* Text segment *

A new software collaboration makes a vast range of biological databases more accessible for exploitation
Data mining and visualisation software created to help plant scientists trawl diverse biological databases for clues to design better crops can now support less specialist users and across a range of disciplines, including human disease research.
KnetMiner, with a silent “K” and standing for Knowledge Network Miner, is a suite of open-source software tools developed at Rothamsted Research for integrating and visualising large biological datasets. Genestack, with whom Rothamsted is collaborating, provides a secure, commercial platform.
The software mines the myriad databases that describe an organism’s biology to present links between relevant pieces of information, such as genes, biological pathways, phenotypes or publications. The aim is to provide leads for scientists who are investigating the molecular basis for a particular trait or ways of improving the organism’s performance in some way.
“It takes the slog out of preliminary investigations when you need to explore multiple online resources to look for what might be happening,” says Chris Rawlings, head of computational and analytical sciences at Rothamsted. “It helps people to understand the complexity of the biology that underpins traits, of how different genes contribute to a phenotype.”
KnetMiner has proved itself at Rothamsted as it has evolved over the past five years from being a visualisation component of a data integration system, known as Ondex, developed at Rothamsted more than a decade ago.
“Genotype to phenotype analysis is at the core of what biologists do,” says Keywan Hassani-Pak, head of bioinformatics at Rothamsted and KnetMiner’s lead developer. “With KnetMiner, we have created software that enables biologists to take their own high-throughput experimental data and to see them in the context of all the public knowledge that is out there. This can help them to interpret their own data faster and more effectively.

* Dataset excerpt *
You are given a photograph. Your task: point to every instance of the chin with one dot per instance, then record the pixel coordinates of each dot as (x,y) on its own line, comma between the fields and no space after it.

* Task to carry out *
Reproduce the entire text on KnetMiner word for word, from its title through its final sentence.

* Response box *
A new software collaboration makes a vast range of biological databases more accessible for exploitation
Data mining and visualisation software created to help plant scientists trawl diverse biological databases for clues to design better crops can now support less specialist users and across a range of disciplines, including human disease research.
KnetMiner, with a silent “K” and standing for Knowledge Network Miner, is a suite of open-source software tools developed at Rothamsted Research for integrating and visualising large biological datasets. Genestack, with whom Rothamsted is collaborating, provides a secure, commercial platform.
The software mines the myriad databases that describe an organism’s biology to present links between relevant pieces of information, such as genes, biological pathways, phenotypes or publications. The aim is to provide leads for scientists who are investigating the molecular basis for a particular trait or ways of improving the organism’s performance in some way.
“It takes the slog out of preliminary investigations when you need to explore multiple online resources to look for what might be happening,” says Chris Rawlings, head of computational and analytical sciences at Rothamsted. “It helps people to understand the complexity of the biology that underpins traits, of how different genes contribute to a phenotype.”
KnetMiner has proved itself at Rothamsted as it has evolved over the past five years from being a visualisation component of a data integration system, known as Ondex, developed at Rothamsted more than a decade ago.
“Genotype to phenotype analysis is at the core of what biologists do,” says Keywan Hassani-Pak, head of bioinformatics at Rothamsted and KnetMiner’s lead developer. “With KnetMiner, we have created software that enables biologists to take their own high-throughput experimental data and to see them in the context of all the public knowledge that is out there. This can help them to interpret their own data faster and more effectively.